■ WHAT YOU SHOULD DO ■
In this exercise, the entries below are to be transcribed exactly, line by line.

■ THE RECORDS ■
──────────────────────────────
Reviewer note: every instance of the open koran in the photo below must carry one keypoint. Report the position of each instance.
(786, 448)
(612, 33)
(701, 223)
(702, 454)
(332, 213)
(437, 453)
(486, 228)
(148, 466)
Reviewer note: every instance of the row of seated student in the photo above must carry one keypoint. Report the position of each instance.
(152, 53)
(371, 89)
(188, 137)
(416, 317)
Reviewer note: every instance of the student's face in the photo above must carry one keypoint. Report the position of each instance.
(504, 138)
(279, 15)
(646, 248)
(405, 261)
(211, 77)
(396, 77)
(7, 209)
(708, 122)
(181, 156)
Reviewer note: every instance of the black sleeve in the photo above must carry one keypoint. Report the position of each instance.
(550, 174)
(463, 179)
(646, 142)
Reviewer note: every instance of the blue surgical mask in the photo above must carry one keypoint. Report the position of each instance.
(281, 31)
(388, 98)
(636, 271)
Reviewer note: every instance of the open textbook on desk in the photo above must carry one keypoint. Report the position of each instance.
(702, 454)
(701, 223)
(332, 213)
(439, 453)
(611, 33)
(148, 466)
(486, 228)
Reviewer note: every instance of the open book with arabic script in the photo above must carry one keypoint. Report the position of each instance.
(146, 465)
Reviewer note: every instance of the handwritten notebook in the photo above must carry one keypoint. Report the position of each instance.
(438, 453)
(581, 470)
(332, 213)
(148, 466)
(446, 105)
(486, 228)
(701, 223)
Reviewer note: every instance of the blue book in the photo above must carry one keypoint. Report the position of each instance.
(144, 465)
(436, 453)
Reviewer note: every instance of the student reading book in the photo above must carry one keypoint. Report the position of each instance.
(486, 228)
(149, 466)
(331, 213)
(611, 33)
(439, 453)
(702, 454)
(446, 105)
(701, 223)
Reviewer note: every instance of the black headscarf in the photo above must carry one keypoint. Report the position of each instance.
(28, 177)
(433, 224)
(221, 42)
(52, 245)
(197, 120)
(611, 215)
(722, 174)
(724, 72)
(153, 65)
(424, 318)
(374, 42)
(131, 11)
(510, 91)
──────────────────────────────
■ SOLVED EXERCISE ■
Reviewer note: every instance of the open koran in the photo below must carry one keypoint. Report the position of each instance.
(786, 448)
(612, 33)
(701, 223)
(702, 454)
(332, 213)
(437, 453)
(486, 228)
(148, 466)
Reviewer note: every instance of the row of seated student in the photo above must carry one keypoint. Report the position of each instance.
(152, 53)
(371, 89)
(188, 137)
(416, 317)
Reviewer note: every instance of the student's face in the photo above must carry one keypoint. Report the position of each instance.
(504, 138)
(279, 15)
(646, 248)
(405, 261)
(211, 77)
(396, 77)
(7, 209)
(708, 122)
(181, 156)
Reviewer note: every instance of the black sleeve in the photo above must carry one keypoint. Report the position of each instance.
(550, 174)
(463, 179)
(646, 142)
Reviewer note: every instance of the blue surgical mask in the photo above must carry one keypoint. Report the position of each instance.
(281, 31)
(388, 98)
(636, 271)
Reviewer note: every instance of the open textbook on desk in the photo above must carry one keypoint. Report the position of each instance.
(702, 454)
(701, 223)
(332, 213)
(439, 453)
(611, 33)
(148, 466)
(486, 228)
Reviewer note: every instance of the open book with arabic script in the photo above must carry one keypoint. Report the position of each instance.
(146, 465)
Reviewer note: every instance of the handwritten notebook in the photo above must carry one keypoint. Report the position of each instance.
(438, 453)
(581, 470)
(332, 213)
(148, 466)
(446, 105)
(486, 228)
(701, 223)
Reviewer note: every instance of the blue book in the photo above must carry one keypoint. Report the position of each instance.
(144, 465)
(436, 453)
Reviewer note: every instance of the student reading book in the photo above must carry one keypoint. Report the position of each instance.
(486, 228)
(149, 466)
(331, 213)
(611, 33)
(439, 453)
(702, 454)
(446, 105)
(701, 223)
Reviewer note: every instance of the black headscarf in the photo above must carry one keypoint. Report the position of each instance.
(28, 177)
(433, 224)
(221, 42)
(52, 245)
(197, 120)
(611, 215)
(722, 174)
(724, 72)
(153, 65)
(424, 318)
(374, 42)
(131, 11)
(510, 91)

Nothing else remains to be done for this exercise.